* What you are asked to do *
Copy, from the material below, each line that contains the word "foliage".

━━━

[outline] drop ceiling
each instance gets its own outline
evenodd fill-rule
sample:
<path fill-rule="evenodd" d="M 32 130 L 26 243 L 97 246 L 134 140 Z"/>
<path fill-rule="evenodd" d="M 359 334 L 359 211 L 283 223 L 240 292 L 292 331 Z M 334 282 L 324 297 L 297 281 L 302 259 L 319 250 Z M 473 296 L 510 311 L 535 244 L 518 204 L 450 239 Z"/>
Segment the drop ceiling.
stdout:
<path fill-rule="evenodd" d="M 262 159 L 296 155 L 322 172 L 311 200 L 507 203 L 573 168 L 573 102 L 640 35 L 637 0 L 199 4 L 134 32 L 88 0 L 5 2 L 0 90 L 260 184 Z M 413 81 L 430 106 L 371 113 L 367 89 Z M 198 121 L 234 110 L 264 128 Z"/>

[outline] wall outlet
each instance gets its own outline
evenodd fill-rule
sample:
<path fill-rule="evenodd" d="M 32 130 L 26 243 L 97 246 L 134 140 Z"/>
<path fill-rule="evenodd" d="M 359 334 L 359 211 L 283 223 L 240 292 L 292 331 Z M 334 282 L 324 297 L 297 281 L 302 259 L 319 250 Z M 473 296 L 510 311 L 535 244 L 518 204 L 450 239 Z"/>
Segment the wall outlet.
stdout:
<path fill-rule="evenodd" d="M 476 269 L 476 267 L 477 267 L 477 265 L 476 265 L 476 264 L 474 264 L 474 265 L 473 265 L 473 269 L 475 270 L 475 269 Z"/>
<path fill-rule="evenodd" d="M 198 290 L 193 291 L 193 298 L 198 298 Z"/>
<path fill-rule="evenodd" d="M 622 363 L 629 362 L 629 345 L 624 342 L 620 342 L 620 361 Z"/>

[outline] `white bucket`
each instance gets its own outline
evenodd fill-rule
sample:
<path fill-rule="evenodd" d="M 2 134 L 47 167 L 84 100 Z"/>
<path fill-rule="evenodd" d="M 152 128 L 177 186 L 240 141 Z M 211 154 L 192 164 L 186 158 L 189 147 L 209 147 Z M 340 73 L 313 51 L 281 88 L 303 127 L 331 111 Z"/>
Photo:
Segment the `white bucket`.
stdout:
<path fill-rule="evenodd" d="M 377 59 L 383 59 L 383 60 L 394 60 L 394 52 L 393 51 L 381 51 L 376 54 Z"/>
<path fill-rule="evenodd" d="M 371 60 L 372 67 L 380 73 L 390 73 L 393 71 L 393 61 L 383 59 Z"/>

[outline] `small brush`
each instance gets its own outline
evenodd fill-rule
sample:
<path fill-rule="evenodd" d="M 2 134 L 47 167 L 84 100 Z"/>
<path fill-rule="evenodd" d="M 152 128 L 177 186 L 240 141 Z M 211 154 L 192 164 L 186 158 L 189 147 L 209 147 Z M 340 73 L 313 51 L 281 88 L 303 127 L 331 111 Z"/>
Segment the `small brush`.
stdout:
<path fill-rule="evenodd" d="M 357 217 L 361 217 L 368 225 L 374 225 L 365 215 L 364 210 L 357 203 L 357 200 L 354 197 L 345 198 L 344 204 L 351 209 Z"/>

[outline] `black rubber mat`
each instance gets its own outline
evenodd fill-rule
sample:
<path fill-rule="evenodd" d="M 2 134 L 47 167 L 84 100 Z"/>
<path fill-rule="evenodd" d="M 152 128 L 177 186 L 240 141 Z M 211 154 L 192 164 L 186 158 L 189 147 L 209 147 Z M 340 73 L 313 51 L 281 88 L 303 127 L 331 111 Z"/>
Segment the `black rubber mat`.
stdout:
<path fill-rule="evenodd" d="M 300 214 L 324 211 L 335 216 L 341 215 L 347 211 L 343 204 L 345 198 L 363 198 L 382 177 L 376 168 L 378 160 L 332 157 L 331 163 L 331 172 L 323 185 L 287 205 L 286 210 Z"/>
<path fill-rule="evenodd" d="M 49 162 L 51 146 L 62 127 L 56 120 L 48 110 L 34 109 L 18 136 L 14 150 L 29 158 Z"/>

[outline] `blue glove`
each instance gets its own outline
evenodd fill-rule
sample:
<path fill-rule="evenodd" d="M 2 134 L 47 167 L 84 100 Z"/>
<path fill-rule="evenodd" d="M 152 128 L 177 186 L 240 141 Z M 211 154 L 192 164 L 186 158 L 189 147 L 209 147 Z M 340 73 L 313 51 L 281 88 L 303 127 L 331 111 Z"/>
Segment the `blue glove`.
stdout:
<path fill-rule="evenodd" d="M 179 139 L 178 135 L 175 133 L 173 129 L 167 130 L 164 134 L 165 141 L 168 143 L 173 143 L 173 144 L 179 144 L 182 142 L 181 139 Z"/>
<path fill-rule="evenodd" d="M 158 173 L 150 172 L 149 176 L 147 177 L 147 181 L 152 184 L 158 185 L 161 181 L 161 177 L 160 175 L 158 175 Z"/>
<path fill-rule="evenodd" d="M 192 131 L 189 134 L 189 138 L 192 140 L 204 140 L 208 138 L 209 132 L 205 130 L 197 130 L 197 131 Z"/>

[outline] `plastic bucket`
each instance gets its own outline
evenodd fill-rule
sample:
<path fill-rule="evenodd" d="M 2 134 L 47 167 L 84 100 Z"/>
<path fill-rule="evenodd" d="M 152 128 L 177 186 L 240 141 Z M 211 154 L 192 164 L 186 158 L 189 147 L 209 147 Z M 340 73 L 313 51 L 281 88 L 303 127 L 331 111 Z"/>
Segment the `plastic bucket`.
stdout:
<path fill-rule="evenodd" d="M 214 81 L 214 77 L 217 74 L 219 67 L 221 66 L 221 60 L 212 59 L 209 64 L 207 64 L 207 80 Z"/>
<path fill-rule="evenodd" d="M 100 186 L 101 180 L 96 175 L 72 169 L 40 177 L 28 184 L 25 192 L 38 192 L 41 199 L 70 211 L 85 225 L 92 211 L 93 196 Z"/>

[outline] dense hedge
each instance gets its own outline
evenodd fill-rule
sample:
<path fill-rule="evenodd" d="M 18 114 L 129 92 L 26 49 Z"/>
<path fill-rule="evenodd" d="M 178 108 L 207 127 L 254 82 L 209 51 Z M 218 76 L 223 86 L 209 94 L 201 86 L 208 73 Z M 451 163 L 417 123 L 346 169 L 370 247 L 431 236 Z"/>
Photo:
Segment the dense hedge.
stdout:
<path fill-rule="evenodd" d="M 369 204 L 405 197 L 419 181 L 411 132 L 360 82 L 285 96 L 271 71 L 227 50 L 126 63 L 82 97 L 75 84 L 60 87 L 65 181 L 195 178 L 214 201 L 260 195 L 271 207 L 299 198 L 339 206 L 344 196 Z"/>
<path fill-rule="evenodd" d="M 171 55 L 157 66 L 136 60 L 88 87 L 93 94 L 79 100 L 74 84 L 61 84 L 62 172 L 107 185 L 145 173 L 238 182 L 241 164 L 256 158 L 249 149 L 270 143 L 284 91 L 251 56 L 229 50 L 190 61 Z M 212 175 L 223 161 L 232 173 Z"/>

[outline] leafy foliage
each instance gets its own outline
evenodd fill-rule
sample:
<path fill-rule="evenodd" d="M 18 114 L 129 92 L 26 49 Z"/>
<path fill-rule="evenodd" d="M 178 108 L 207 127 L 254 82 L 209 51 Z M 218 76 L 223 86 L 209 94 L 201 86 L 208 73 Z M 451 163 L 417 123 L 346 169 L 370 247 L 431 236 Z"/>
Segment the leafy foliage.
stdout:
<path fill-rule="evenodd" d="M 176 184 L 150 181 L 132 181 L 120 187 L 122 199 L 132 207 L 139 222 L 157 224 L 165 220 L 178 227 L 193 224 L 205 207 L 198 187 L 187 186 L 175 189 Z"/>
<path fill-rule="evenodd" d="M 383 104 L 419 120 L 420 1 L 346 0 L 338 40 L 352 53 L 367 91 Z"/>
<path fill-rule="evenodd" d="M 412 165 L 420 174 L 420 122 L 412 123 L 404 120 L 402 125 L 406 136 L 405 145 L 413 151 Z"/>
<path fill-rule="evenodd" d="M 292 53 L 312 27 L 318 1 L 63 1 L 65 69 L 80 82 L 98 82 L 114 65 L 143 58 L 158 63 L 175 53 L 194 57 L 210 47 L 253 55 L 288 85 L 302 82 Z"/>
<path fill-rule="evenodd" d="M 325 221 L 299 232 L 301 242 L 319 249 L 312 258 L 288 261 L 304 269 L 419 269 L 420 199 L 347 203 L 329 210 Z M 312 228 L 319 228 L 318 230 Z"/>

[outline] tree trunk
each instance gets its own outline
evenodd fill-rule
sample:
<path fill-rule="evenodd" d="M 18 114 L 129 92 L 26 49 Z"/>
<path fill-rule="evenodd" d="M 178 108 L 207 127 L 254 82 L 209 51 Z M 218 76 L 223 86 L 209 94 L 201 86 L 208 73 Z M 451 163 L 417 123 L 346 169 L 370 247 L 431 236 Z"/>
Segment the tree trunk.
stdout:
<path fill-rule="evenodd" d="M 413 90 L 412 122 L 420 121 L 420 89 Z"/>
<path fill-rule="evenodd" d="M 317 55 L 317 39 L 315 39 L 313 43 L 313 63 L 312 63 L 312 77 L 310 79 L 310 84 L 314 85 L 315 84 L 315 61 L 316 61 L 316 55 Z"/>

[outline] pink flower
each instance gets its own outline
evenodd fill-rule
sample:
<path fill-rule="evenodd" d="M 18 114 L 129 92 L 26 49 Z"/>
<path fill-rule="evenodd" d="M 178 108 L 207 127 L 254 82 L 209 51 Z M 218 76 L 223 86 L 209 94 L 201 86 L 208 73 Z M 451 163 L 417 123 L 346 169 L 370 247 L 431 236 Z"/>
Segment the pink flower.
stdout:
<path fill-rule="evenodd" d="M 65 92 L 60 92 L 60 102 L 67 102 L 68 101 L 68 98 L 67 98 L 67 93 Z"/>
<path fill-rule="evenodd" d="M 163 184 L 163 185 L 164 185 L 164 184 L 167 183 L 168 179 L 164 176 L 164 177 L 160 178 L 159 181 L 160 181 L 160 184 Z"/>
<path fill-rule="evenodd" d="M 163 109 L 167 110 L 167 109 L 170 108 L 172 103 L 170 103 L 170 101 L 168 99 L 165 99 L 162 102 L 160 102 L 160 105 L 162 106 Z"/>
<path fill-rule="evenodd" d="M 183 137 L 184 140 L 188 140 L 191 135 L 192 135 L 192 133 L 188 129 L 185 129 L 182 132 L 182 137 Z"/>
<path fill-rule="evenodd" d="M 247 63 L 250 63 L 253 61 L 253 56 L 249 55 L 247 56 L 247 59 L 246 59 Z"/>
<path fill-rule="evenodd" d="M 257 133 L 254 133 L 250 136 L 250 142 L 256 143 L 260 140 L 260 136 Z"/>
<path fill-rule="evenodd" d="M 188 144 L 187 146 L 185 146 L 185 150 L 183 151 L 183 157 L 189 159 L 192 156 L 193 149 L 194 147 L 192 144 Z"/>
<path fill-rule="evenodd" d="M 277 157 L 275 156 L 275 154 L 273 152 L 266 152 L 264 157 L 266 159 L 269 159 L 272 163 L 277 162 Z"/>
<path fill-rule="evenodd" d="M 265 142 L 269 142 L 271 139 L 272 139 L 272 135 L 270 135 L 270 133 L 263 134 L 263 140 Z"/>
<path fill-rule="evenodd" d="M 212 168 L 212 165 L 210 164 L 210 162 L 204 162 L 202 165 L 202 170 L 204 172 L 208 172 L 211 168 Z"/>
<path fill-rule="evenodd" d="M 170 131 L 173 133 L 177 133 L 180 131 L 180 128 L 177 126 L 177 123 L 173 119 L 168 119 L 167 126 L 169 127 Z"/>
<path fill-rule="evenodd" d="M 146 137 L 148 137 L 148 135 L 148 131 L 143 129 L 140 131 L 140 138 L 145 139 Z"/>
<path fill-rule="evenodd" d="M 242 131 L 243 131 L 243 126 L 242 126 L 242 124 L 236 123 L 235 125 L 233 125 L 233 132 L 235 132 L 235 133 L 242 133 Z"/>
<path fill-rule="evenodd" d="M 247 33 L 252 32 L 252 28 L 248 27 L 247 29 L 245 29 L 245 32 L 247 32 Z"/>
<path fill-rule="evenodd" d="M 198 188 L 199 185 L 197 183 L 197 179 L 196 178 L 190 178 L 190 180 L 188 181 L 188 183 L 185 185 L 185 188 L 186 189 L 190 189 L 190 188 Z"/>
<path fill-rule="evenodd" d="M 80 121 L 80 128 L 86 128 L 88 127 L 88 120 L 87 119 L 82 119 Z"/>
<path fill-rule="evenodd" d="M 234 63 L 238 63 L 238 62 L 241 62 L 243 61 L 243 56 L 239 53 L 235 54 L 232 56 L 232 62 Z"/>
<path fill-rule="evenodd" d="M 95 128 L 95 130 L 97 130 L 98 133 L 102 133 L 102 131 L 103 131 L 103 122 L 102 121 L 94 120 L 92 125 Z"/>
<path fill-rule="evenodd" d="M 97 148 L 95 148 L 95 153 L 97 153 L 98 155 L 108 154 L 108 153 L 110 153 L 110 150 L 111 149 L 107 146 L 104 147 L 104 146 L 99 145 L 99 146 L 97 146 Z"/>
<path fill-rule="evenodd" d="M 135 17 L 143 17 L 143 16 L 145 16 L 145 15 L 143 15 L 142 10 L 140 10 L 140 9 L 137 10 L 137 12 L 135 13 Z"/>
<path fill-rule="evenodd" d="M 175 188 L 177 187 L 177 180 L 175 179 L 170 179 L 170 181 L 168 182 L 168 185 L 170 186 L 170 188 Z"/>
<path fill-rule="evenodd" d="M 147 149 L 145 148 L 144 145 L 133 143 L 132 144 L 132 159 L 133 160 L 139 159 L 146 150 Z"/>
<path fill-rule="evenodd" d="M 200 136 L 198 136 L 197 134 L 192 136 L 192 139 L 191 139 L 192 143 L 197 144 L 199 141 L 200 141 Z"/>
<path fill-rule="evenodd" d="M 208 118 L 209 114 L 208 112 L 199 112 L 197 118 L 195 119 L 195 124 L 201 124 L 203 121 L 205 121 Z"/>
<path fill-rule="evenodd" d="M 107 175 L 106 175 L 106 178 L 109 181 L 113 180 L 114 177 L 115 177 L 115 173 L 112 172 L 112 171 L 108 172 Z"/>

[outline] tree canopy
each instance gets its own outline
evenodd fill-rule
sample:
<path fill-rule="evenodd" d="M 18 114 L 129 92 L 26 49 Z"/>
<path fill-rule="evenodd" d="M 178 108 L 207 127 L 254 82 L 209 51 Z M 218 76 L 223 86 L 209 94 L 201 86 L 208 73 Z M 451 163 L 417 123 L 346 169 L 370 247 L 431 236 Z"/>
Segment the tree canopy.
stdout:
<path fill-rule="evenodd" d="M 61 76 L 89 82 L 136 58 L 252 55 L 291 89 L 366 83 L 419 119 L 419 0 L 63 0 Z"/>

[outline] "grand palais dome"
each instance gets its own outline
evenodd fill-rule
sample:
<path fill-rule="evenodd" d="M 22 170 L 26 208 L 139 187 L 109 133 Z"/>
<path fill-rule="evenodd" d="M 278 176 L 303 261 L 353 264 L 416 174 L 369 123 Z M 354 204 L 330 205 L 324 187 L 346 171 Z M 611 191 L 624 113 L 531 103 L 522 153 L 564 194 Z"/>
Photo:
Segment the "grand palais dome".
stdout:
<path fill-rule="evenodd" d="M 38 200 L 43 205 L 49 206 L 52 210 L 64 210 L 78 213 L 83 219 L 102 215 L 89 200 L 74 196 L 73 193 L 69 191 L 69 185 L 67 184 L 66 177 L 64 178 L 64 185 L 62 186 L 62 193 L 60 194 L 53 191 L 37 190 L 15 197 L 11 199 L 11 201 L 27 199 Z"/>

━━━

* Result of the task *
[outline] leafy foliage
Segment the leafy foliage.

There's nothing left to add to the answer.